* Material provided
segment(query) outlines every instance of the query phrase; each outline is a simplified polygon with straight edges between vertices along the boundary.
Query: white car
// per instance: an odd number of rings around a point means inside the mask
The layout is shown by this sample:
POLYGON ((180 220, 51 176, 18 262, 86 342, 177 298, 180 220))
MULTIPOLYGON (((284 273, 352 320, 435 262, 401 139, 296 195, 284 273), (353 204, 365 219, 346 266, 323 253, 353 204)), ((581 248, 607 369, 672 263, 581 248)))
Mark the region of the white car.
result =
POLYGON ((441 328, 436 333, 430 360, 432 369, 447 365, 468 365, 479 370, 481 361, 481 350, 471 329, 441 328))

* Exercise
Copy the material from its first line through the line containing "The layout is", putting "perimeter" in place of "boundary" and leaving everything else unchanged.

* The answer
segment(query) outlines every instance of the query phrase; each outline is a simplified polygon with straight edges between vertices along the perimeter.
Query: white car
// per instance: an odd number of rings around a point means inside the mask
The layout is shown by this sample:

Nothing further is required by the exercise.